#### [To do]
Among the records below, find the lines containing "bark" and state only how many there are.

--- Data excerpts ---

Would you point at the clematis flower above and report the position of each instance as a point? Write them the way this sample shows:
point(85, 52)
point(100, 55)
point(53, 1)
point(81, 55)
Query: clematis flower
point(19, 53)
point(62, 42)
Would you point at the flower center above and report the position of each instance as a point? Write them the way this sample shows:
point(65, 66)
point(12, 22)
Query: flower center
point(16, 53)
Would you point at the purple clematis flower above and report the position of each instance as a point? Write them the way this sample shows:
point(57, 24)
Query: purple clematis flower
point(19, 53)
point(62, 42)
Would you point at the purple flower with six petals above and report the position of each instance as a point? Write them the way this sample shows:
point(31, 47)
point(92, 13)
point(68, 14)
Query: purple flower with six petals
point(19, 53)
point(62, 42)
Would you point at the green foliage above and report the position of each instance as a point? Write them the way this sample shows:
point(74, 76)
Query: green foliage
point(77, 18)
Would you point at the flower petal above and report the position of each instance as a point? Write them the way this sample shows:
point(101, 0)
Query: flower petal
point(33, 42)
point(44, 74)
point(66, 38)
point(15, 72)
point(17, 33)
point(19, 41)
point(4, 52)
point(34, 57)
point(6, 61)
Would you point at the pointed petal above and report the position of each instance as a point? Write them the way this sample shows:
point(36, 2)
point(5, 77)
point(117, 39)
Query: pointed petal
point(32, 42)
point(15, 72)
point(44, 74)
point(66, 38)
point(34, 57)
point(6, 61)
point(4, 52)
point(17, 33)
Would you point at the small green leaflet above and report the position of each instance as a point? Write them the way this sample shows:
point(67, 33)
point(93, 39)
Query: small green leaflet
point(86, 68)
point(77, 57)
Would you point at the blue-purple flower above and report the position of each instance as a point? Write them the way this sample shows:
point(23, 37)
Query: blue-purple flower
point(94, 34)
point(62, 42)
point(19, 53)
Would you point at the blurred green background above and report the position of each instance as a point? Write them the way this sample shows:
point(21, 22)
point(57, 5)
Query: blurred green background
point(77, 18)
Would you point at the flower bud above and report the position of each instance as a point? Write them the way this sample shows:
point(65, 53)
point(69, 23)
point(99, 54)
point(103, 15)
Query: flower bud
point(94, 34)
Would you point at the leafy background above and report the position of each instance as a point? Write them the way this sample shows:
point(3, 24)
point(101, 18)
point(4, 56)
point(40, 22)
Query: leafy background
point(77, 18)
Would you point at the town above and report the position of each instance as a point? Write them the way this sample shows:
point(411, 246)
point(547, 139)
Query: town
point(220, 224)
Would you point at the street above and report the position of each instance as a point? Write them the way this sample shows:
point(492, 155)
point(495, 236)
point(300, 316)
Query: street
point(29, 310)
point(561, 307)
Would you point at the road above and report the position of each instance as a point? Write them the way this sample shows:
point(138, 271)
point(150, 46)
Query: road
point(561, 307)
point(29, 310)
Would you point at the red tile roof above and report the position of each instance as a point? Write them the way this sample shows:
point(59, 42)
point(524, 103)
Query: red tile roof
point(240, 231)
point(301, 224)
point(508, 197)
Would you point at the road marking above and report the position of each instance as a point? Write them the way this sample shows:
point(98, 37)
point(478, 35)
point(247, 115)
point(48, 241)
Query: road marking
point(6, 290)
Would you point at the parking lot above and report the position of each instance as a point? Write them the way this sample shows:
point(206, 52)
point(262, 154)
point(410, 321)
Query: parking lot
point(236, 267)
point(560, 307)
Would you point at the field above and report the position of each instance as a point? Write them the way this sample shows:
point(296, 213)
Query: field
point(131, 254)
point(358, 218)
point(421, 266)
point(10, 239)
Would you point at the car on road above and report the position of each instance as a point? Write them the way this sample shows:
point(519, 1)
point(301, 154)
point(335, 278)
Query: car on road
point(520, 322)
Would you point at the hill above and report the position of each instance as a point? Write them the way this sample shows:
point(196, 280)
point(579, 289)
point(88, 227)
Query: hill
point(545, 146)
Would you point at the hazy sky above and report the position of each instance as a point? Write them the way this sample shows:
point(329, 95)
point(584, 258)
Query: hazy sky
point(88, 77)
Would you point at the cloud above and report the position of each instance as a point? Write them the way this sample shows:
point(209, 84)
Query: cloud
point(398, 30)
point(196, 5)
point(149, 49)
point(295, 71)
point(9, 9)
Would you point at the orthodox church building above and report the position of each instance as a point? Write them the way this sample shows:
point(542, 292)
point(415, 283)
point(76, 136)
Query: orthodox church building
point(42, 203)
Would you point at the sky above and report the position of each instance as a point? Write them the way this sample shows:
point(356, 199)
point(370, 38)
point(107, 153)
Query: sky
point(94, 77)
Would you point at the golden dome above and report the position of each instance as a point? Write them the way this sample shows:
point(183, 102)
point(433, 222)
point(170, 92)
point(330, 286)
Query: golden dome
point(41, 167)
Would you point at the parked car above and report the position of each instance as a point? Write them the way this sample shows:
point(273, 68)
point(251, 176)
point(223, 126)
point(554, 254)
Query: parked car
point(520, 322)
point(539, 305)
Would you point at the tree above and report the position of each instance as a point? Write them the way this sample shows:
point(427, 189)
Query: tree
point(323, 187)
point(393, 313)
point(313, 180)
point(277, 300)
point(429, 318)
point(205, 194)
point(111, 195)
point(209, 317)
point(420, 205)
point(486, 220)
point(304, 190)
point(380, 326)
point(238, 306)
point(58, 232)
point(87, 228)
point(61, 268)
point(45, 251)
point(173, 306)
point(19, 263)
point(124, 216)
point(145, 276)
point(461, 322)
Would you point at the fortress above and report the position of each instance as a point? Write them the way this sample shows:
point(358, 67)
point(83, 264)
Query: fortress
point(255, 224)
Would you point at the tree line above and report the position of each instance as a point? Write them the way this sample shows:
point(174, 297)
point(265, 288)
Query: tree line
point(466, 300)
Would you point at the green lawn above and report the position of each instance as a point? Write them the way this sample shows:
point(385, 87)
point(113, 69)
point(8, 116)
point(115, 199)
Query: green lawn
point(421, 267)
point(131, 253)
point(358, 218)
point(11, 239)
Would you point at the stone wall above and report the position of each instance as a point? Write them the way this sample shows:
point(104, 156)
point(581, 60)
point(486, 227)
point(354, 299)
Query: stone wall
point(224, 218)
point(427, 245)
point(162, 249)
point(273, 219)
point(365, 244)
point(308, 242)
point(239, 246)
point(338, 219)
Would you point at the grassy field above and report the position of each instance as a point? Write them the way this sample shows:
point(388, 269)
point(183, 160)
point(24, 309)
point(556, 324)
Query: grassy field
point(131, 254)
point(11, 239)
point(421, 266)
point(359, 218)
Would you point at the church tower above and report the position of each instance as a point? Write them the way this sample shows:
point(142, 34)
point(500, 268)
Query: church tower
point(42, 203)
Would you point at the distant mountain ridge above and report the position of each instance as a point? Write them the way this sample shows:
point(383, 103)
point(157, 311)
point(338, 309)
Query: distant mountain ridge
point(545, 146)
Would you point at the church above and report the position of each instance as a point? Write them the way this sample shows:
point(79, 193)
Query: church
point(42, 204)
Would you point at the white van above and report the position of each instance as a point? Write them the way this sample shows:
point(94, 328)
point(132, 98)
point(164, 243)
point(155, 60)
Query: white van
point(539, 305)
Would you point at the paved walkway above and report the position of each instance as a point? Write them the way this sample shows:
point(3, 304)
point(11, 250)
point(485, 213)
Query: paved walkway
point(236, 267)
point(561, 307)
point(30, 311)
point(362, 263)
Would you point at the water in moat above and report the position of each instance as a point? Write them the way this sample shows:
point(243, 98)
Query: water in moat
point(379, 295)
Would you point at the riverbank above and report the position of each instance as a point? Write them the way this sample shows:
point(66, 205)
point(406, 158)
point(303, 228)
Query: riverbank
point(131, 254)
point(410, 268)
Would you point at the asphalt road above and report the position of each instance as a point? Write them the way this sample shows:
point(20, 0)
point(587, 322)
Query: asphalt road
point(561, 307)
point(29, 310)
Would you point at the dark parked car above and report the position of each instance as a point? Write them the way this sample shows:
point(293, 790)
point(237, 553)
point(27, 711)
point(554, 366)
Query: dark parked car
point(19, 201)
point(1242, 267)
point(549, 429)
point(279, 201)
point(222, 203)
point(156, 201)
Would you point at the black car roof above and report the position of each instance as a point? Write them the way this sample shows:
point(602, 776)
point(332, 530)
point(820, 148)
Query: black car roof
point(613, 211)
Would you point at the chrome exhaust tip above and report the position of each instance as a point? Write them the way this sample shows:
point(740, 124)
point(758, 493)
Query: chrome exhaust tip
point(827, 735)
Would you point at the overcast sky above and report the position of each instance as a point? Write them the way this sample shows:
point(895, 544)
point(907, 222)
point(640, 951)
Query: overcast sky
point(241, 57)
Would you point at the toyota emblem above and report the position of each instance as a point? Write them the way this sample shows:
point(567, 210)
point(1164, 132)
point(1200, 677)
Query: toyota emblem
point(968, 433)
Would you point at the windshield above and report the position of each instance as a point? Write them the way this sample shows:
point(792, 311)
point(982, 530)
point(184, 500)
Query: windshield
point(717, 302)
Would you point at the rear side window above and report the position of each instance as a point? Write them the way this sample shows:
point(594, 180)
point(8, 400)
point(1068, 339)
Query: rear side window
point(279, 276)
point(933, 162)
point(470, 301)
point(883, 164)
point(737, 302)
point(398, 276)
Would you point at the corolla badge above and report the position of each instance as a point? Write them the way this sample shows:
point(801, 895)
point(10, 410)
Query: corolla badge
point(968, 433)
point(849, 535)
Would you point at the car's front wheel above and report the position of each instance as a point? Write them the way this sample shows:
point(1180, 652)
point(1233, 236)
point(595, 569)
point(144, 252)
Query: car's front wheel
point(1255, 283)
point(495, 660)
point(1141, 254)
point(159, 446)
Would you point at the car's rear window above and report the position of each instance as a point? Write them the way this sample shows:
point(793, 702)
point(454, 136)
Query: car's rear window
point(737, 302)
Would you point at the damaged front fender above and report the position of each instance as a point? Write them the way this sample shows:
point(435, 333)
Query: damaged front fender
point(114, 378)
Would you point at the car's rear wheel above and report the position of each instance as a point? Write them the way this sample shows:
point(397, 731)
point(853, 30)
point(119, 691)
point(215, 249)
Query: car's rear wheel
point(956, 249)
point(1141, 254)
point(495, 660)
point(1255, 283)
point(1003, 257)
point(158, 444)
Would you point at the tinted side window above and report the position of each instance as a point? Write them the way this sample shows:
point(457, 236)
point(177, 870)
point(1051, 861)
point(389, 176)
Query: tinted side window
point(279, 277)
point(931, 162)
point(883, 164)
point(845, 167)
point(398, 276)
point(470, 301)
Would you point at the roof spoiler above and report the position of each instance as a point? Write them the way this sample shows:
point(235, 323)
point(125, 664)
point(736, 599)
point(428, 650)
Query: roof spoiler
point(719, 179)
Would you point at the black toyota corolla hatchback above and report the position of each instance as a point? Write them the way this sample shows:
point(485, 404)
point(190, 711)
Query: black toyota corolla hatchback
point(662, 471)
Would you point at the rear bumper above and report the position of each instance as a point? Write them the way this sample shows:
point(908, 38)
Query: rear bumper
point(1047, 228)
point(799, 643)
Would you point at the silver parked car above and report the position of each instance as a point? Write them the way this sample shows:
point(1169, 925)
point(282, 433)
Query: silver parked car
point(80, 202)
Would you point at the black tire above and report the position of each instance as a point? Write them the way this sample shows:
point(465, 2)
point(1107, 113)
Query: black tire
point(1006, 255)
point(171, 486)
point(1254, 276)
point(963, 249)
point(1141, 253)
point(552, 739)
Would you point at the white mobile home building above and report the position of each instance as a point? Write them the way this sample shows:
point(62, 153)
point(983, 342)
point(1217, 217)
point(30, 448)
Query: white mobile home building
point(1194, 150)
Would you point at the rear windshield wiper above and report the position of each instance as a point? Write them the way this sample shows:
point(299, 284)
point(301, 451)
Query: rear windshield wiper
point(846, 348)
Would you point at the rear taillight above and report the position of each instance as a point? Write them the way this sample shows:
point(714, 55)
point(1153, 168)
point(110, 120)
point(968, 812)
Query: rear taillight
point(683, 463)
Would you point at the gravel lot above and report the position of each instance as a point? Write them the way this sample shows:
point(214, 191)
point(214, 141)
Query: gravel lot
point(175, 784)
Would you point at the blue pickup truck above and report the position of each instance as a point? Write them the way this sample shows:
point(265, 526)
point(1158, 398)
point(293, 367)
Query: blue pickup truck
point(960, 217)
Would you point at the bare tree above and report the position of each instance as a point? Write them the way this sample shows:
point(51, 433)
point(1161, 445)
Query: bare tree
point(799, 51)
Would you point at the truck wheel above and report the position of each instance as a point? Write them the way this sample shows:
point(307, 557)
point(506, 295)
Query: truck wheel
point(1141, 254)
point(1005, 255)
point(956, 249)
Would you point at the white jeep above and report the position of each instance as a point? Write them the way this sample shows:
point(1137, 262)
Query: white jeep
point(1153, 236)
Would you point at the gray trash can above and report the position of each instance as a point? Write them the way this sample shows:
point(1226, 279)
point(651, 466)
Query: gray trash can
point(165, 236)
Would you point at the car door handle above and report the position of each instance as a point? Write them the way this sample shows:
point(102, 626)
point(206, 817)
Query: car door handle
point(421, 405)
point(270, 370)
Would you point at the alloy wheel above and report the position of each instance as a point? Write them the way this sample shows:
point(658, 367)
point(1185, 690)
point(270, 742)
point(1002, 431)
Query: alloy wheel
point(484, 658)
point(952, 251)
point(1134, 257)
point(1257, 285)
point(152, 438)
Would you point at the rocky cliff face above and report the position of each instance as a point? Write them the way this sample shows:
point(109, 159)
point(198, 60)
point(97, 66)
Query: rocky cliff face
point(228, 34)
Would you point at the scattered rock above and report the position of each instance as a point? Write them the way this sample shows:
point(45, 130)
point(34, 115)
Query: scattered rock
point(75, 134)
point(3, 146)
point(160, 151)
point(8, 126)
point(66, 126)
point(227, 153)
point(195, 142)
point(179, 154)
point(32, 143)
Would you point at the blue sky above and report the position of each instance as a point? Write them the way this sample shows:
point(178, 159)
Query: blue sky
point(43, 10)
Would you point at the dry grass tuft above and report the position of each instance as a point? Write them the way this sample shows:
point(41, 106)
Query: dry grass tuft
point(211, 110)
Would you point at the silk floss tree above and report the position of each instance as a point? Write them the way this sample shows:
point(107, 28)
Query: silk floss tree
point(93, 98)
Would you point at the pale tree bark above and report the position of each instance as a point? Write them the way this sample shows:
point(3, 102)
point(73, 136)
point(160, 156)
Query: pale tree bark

---

#### [Answer section]
2